EXERCISE ▸
Please answer these from the comments on transit apps, one per line:
1. In which city does the first commenter use the app?
2. What can relying on the indications for the best tube carriage and exit save?
3. Which mode offers gamification and stats on your trips?

PAGE TEXT ▸
BEGIN

I use it in Seattle and have found it to be very accurate and (most of the
time) fast. I have a mildy annoying commute where I often need or want to
switch buses and I have to quickly look up if a particular route goes where I
am going. Transit has been good for that (in addition to regular point A to
point B stuff).

------
clement_b
A few cool things (not necessarily exclusive to Citymapper).

\- Saving favorite places to get directions faster

\- Relying on their indications to use the best tube carriage and best exit
for fastest exit / interchange (can save minutes!)

\- Enjoying gamification & stats on your trips using the 'Go' mode. This will
the give you indications about how your daily journey compares to others, and
the distribution of your transits by mode (e.g., tube vs bus vs train)

END

DATA EXCERPTS ▸
BEGIN

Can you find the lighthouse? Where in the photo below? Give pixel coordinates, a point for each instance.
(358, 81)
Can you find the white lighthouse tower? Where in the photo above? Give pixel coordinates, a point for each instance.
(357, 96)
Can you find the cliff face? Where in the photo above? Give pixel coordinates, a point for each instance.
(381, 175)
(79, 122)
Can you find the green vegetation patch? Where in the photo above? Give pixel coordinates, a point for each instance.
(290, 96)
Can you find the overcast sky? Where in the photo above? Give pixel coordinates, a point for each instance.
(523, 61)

END
BEGIN

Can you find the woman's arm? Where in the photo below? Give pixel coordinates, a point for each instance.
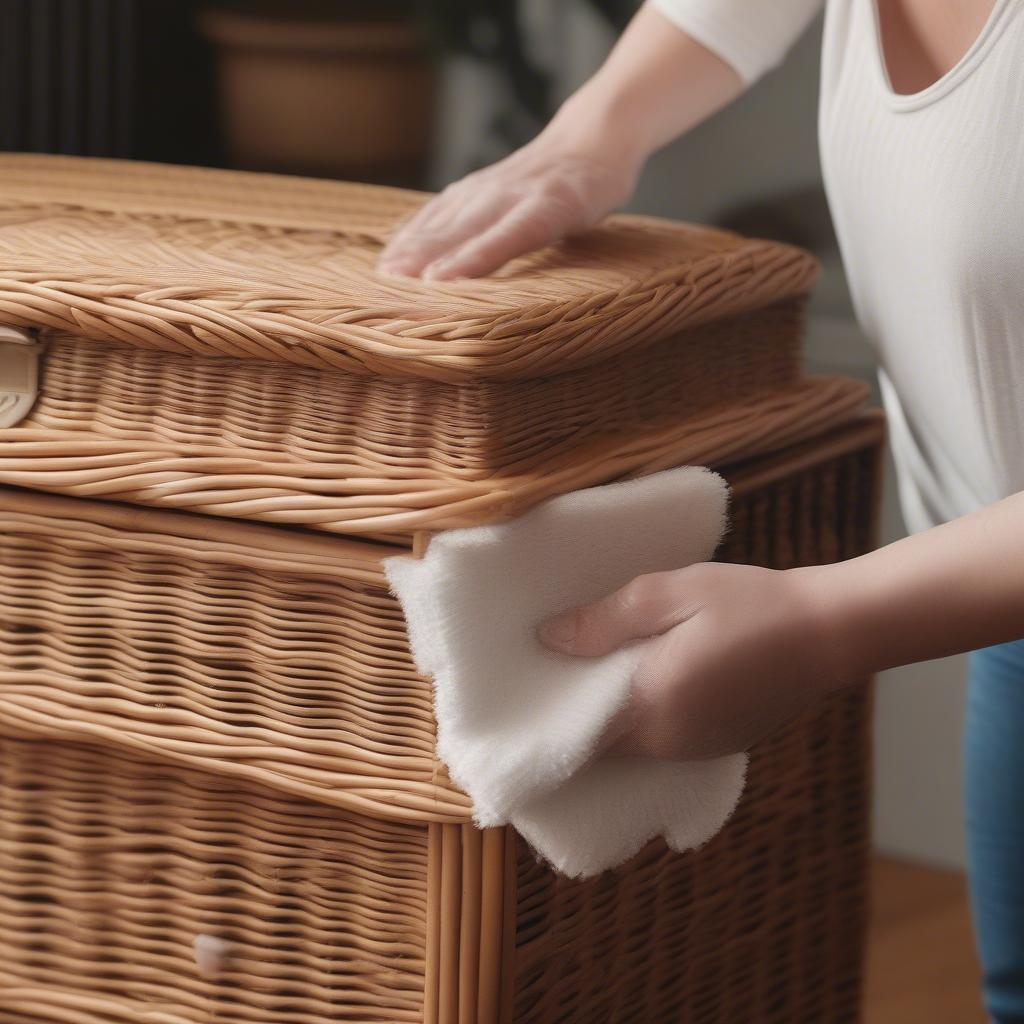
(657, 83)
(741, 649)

END
BEGIN

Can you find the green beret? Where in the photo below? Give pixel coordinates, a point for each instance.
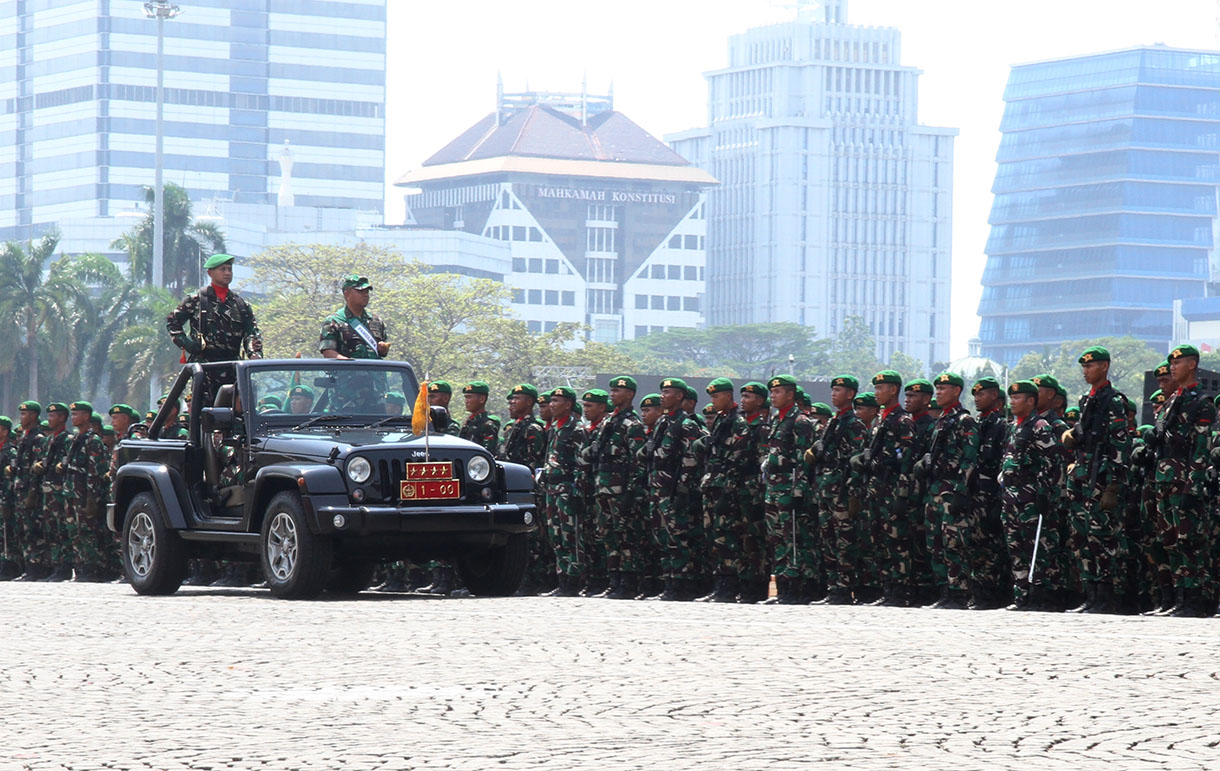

END

ANSWER BELOW ▸
1. Seattle
2. Minutes
3. The 'Go' mode